■ **TASK INSTRUCTIONS**
Scan the material below for every line with the string "flower", and copy those lines.

(DATA FOR THIS TASK Opens)

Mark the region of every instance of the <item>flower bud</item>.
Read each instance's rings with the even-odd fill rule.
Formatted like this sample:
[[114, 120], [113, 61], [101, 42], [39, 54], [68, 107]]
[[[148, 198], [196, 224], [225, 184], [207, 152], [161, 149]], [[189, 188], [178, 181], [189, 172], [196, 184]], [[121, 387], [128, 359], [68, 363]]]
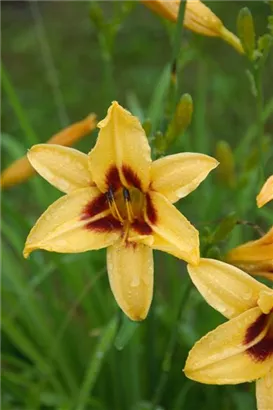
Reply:
[[220, 162], [216, 170], [219, 180], [230, 188], [234, 187], [235, 162], [233, 152], [228, 142], [217, 142], [215, 158]]
[[253, 59], [255, 51], [255, 28], [250, 10], [244, 7], [237, 19], [237, 29], [244, 51], [249, 59]]
[[[180, 0], [141, 1], [161, 17], [173, 22], [177, 21]], [[183, 24], [184, 27], [195, 33], [210, 37], [220, 37], [231, 44], [239, 53], [244, 52], [238, 37], [227, 30], [222, 21], [200, 0], [187, 1]]]
[[[80, 140], [85, 135], [89, 134], [96, 128], [97, 120], [95, 114], [90, 114], [82, 121], [63, 129], [53, 135], [48, 141], [48, 144], [58, 144], [71, 146], [76, 141]], [[35, 173], [26, 156], [13, 162], [1, 174], [1, 188], [8, 188], [16, 184], [26, 181]]]
[[176, 106], [174, 116], [166, 132], [166, 140], [168, 145], [186, 131], [191, 123], [192, 113], [192, 98], [190, 94], [183, 94]]

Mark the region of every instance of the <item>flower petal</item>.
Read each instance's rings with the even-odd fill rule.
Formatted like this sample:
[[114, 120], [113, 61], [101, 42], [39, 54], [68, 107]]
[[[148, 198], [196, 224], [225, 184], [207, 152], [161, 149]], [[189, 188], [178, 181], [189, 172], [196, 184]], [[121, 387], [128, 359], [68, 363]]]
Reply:
[[258, 410], [273, 409], [273, 361], [269, 372], [256, 382]]
[[262, 186], [256, 197], [258, 208], [261, 208], [273, 199], [273, 175], [271, 175]]
[[139, 120], [116, 101], [98, 124], [97, 143], [89, 153], [93, 180], [102, 192], [119, 184], [147, 191], [150, 183], [150, 147]]
[[199, 261], [199, 233], [160, 193], [146, 195], [146, 222], [153, 230], [153, 249], [171, 253], [189, 263]]
[[82, 188], [54, 202], [30, 231], [24, 249], [77, 253], [113, 244], [121, 225], [108, 210], [97, 188]]
[[176, 202], [196, 189], [217, 165], [216, 159], [204, 154], [168, 155], [152, 163], [152, 189]]
[[227, 263], [200, 259], [198, 266], [188, 265], [190, 277], [206, 301], [228, 318], [257, 305], [259, 294], [267, 286]]
[[273, 259], [263, 262], [241, 262], [236, 261], [233, 265], [242, 269], [244, 272], [249, 273], [252, 276], [262, 276], [273, 281]]
[[243, 261], [273, 260], [273, 227], [261, 238], [232, 249], [226, 259], [234, 264]]
[[153, 297], [153, 251], [146, 245], [119, 242], [107, 249], [110, 286], [123, 312], [143, 320]]
[[51, 185], [70, 193], [94, 185], [88, 156], [73, 148], [55, 144], [34, 145], [27, 154], [33, 168]]
[[207, 384], [237, 384], [263, 377], [272, 366], [273, 351], [261, 358], [254, 349], [263, 342], [269, 320], [255, 307], [209, 332], [190, 351], [186, 376]]

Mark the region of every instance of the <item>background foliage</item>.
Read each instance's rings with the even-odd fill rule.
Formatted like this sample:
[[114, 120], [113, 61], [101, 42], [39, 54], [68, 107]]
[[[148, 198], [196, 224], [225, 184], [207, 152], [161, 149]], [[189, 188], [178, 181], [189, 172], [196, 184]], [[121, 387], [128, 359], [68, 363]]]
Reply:
[[[258, 35], [266, 31], [264, 2], [207, 4], [233, 32], [247, 5]], [[174, 30], [136, 2], [2, 2], [2, 168], [91, 111], [103, 118], [113, 99], [164, 132], [172, 113], [164, 91]], [[183, 31], [177, 95], [192, 95], [194, 115], [168, 152], [229, 158], [224, 176], [214, 172], [179, 203], [200, 230], [204, 256], [223, 256], [257, 238], [238, 224], [213, 243], [231, 212], [264, 231], [272, 224], [272, 206], [258, 210], [255, 203], [262, 184], [258, 145], [262, 174], [273, 171], [272, 53], [263, 73], [260, 141], [247, 68], [247, 59], [221, 40]], [[88, 152], [95, 138], [96, 132], [77, 148]], [[230, 156], [219, 141], [228, 143]], [[104, 251], [39, 251], [23, 259], [29, 229], [59, 195], [38, 176], [2, 194], [3, 408], [254, 409], [251, 384], [205, 386], [181, 371], [193, 343], [223, 321], [192, 288], [182, 261], [155, 252], [152, 309], [135, 325], [118, 312]]]

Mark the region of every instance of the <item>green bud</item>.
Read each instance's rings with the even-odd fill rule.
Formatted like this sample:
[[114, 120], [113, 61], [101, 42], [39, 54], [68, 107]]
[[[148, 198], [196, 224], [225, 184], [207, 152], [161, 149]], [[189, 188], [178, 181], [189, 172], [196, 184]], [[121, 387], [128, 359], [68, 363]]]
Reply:
[[183, 134], [191, 123], [193, 102], [190, 94], [183, 94], [180, 98], [174, 116], [168, 126], [166, 139], [168, 145], [179, 135]]
[[89, 16], [97, 29], [102, 29], [104, 27], [104, 16], [101, 7], [96, 1], [90, 2]]
[[218, 260], [221, 259], [221, 252], [218, 246], [212, 246], [211, 248], [209, 248], [206, 252], [205, 257]]
[[230, 232], [236, 226], [237, 220], [238, 218], [235, 212], [231, 212], [224, 219], [222, 219], [222, 221], [220, 222], [220, 224], [218, 225], [218, 227], [213, 233], [212, 243], [219, 243], [223, 241], [224, 239], [226, 239], [226, 237], [230, 234]]
[[161, 131], [156, 131], [154, 134], [154, 147], [156, 154], [164, 154], [167, 149], [166, 138]]
[[216, 169], [218, 179], [229, 188], [233, 188], [236, 182], [235, 161], [233, 152], [228, 142], [217, 142], [215, 157], [220, 162]]
[[[273, 4], [273, 1], [272, 1]], [[273, 12], [273, 8], [272, 8]], [[273, 36], [273, 16], [268, 17], [268, 25], [267, 25], [268, 30], [270, 31], [270, 34]]]
[[145, 120], [142, 123], [142, 128], [144, 129], [147, 138], [149, 138], [152, 131], [152, 122], [150, 118], [145, 118]]
[[264, 61], [267, 59], [267, 56], [269, 54], [269, 51], [272, 45], [273, 45], [273, 37], [271, 34], [264, 34], [263, 36], [259, 37], [258, 50], [263, 56]]
[[246, 55], [250, 60], [253, 60], [253, 53], [255, 50], [255, 28], [252, 14], [247, 7], [244, 7], [239, 11], [237, 30]]

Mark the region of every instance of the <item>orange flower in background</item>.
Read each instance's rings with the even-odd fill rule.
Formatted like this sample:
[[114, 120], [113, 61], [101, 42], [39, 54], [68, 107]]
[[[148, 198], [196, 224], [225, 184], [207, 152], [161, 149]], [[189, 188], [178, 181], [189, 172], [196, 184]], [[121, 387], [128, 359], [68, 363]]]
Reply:
[[[161, 17], [173, 22], [177, 21], [180, 0], [141, 1]], [[204, 36], [220, 37], [232, 45], [239, 53], [244, 53], [239, 38], [227, 30], [222, 21], [200, 0], [187, 1], [183, 25], [187, 29]]]
[[257, 206], [261, 208], [273, 199], [273, 175], [271, 175], [264, 183], [261, 191], [256, 197]]
[[[53, 135], [48, 144], [59, 144], [71, 146], [85, 135], [89, 134], [96, 128], [97, 116], [92, 113], [81, 121], [78, 121], [69, 127]], [[27, 156], [14, 161], [1, 174], [1, 188], [9, 188], [13, 185], [20, 184], [35, 174], [34, 168], [30, 165]]]
[[153, 296], [153, 249], [191, 264], [199, 233], [174, 202], [198, 187], [218, 162], [182, 153], [154, 162], [139, 120], [113, 102], [89, 155], [59, 145], [32, 147], [36, 171], [66, 195], [39, 218], [26, 240], [35, 249], [78, 253], [107, 247], [114, 297], [132, 320], [143, 320]]
[[232, 249], [226, 260], [250, 275], [263, 276], [273, 281], [273, 227], [256, 241]]
[[195, 343], [186, 376], [206, 384], [256, 380], [258, 410], [272, 410], [273, 290], [213, 259], [188, 265], [188, 272], [208, 304], [229, 320]]

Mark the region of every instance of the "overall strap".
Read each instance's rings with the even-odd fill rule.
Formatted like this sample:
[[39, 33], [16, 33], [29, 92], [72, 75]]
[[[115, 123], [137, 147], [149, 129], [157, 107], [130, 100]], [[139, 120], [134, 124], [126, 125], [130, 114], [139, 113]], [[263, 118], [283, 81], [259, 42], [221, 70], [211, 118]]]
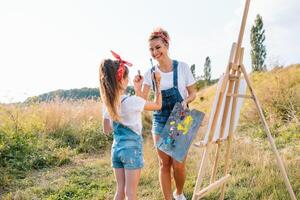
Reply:
[[173, 60], [173, 86], [178, 88], [178, 61]]
[[121, 103], [123, 103], [127, 98], [128, 98], [128, 96], [125, 96], [125, 97], [121, 100]]

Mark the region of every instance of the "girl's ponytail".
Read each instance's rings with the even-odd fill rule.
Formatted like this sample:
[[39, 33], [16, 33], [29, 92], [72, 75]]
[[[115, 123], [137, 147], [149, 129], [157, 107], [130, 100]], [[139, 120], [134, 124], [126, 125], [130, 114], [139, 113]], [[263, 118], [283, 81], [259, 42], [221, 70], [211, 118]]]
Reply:
[[[100, 96], [106, 105], [108, 114], [114, 121], [120, 121], [118, 107], [120, 103], [121, 87], [120, 81], [116, 78], [119, 68], [119, 61], [105, 59], [101, 62], [99, 68]], [[123, 79], [128, 76], [128, 68], [125, 67]]]

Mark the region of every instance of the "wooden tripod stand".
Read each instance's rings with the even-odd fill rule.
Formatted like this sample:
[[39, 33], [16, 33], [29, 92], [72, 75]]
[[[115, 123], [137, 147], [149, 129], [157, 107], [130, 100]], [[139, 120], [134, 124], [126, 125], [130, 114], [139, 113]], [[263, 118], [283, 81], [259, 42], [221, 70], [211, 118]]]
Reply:
[[[229, 174], [229, 161], [230, 161], [230, 155], [231, 155], [231, 146], [232, 146], [232, 140], [233, 140], [233, 134], [235, 131], [236, 126], [236, 119], [238, 119], [239, 113], [237, 112], [237, 102], [238, 98], [250, 98], [254, 100], [254, 103], [256, 105], [257, 111], [259, 113], [261, 122], [264, 126], [264, 129], [266, 131], [268, 140], [270, 142], [270, 145], [272, 147], [272, 150], [275, 154], [277, 165], [280, 169], [280, 172], [284, 178], [284, 182], [286, 185], [286, 188], [290, 194], [290, 197], [292, 200], [296, 200], [296, 196], [293, 192], [293, 189], [291, 187], [291, 184], [289, 182], [284, 164], [279, 156], [278, 150], [276, 148], [274, 139], [272, 138], [269, 126], [267, 124], [267, 121], [263, 115], [262, 108], [260, 106], [260, 103], [257, 99], [257, 96], [254, 93], [252, 84], [248, 78], [247, 72], [245, 70], [245, 67], [243, 65], [243, 55], [244, 55], [244, 48], [242, 48], [242, 40], [245, 30], [245, 24], [247, 20], [247, 15], [249, 11], [250, 6], [250, 0], [246, 0], [244, 13], [243, 13], [243, 19], [241, 22], [238, 42], [233, 43], [231, 48], [231, 53], [229, 56], [229, 62], [227, 65], [227, 69], [225, 72], [225, 75], [223, 79], [221, 80], [221, 86], [220, 90], [217, 91], [218, 94], [216, 94], [215, 99], [215, 110], [211, 113], [210, 118], [210, 127], [207, 131], [207, 140], [195, 144], [196, 146], [205, 146], [204, 153], [201, 159], [200, 169], [198, 172], [198, 177], [196, 181], [196, 185], [194, 188], [193, 193], [193, 200], [199, 199], [201, 197], [204, 197], [212, 190], [221, 187], [221, 196], [220, 199], [224, 199], [225, 194], [225, 183], [230, 179], [231, 175]], [[250, 91], [250, 95], [244, 95], [239, 93], [239, 86], [242, 78], [245, 79], [246, 85], [248, 86], [248, 89]], [[217, 130], [218, 124], [220, 125], [219, 130]], [[226, 127], [228, 127], [226, 129]], [[218, 132], [217, 137], [215, 136], [216, 130]], [[224, 165], [224, 176], [220, 178], [219, 180], [216, 179], [216, 173], [217, 173], [217, 166], [218, 161], [220, 158], [220, 151], [221, 151], [221, 145], [222, 143], [226, 141], [226, 150], [225, 150], [225, 165]], [[213, 144], [216, 143], [216, 154], [214, 159], [213, 168], [211, 171], [211, 177], [210, 177], [210, 184], [201, 189], [200, 186], [203, 182], [203, 174], [205, 170], [205, 166], [208, 162], [208, 154], [213, 146]]]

(DATA FOR THIS TASK Closes)

■ **SOLUTION TO THIS PROBLEM**
Mark the region of every instance of the <item>flower bud</item>.
Mark the region of every instance of the <item>flower petal</item>.
Mark the region of every instance of the <item>orange flower in background</item>.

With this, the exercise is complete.